> **Records for processing**
========================================================================

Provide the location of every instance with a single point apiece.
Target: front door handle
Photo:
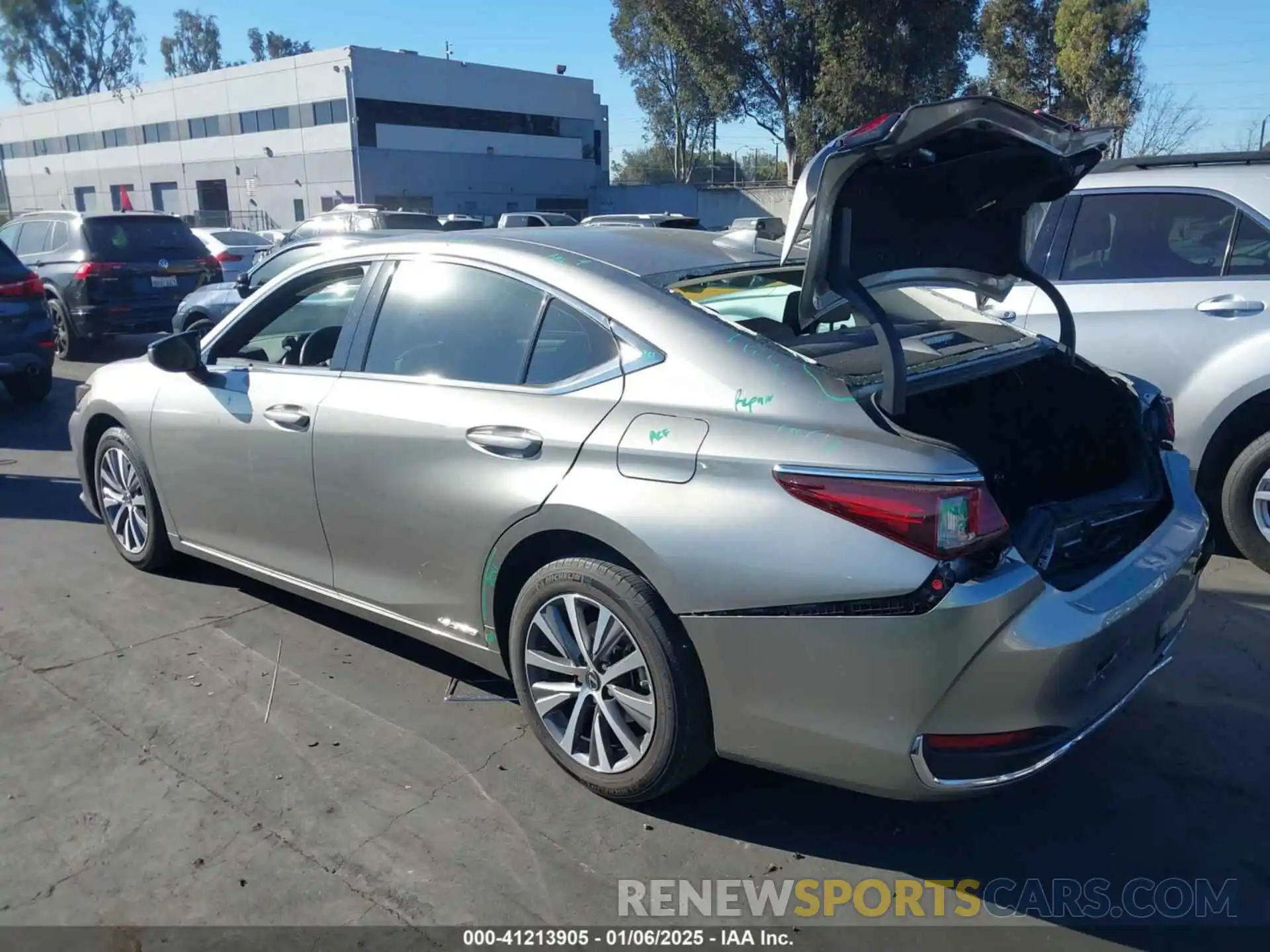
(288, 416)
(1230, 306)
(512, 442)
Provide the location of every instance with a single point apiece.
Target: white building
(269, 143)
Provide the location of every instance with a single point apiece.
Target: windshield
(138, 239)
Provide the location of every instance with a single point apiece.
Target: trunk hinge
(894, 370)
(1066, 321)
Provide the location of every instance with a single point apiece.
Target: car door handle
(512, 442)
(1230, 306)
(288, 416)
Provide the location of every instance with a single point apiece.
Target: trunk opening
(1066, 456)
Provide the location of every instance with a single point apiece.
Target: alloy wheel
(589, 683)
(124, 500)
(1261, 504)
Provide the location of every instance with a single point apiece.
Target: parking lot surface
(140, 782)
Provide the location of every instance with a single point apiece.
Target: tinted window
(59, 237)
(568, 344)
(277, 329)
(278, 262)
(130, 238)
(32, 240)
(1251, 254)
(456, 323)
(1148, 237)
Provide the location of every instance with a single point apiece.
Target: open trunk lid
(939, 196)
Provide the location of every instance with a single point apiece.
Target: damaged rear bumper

========================================================================

> **Exercise brief**
Copy nothing except the lines from the one holding "Target: open trunk lid" through the last line of the data above, and return them exactly.

> **Solution**
Target: open trunk lid
(939, 196)
Provide the location of every instance with a single point apiece.
Target: damaged rear bumper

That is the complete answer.